** begin Extracted records **

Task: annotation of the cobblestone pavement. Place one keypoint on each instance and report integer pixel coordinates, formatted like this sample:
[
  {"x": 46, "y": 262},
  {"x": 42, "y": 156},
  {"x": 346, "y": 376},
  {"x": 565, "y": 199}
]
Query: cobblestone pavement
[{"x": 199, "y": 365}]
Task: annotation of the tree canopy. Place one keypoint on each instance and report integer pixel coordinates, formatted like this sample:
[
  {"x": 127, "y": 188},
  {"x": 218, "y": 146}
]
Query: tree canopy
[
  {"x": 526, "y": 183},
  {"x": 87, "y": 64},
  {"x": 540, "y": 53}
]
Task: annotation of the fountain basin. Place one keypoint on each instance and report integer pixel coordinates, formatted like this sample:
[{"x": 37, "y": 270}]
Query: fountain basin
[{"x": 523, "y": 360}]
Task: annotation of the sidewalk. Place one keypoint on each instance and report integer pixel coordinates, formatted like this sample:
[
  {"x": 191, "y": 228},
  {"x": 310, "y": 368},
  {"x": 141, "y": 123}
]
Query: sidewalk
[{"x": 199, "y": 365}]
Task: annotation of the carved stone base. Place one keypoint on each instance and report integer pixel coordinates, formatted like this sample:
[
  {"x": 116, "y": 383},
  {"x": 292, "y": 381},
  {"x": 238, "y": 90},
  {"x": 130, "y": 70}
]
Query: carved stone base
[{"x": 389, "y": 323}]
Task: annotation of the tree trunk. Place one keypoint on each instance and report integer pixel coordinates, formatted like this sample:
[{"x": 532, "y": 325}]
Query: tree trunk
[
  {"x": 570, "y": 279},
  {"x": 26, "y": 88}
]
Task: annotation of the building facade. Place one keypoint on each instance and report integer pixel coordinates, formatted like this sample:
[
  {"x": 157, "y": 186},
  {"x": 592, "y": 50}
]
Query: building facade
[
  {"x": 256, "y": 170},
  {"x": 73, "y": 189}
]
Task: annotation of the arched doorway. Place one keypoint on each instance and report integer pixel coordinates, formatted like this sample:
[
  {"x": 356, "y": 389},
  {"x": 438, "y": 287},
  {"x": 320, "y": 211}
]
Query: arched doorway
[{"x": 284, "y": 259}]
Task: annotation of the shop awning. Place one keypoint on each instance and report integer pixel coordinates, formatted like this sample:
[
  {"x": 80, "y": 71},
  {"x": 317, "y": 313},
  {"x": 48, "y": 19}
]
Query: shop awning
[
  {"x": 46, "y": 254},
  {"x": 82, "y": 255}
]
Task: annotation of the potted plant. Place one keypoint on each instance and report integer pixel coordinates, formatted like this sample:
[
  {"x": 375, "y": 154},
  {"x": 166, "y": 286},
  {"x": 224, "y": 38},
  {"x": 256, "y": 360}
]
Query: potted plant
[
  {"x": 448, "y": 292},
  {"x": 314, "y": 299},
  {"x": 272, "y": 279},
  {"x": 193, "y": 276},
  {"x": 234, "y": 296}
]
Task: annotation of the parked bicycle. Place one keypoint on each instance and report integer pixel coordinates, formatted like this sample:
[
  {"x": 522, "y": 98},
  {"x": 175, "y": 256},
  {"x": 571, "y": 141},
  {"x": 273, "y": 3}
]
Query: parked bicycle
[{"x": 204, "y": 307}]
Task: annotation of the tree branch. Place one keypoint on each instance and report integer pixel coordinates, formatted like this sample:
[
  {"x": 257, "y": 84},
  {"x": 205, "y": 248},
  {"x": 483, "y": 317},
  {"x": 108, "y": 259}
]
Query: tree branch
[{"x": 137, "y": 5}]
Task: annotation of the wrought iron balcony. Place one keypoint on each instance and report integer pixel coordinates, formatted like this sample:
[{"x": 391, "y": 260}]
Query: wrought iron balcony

** end Extracted records **

### Task brief
Copy out every line of the entries from the line containing "Task: annotation of the wrought" through the end, inclusive.

### Complete response
Task: annotation of the wrought iron balcony. Place one keypoint on each instance and report integer pixel coordinates, formatted like this sample:
[{"x": 391, "y": 260}]
Query: wrought iron balcony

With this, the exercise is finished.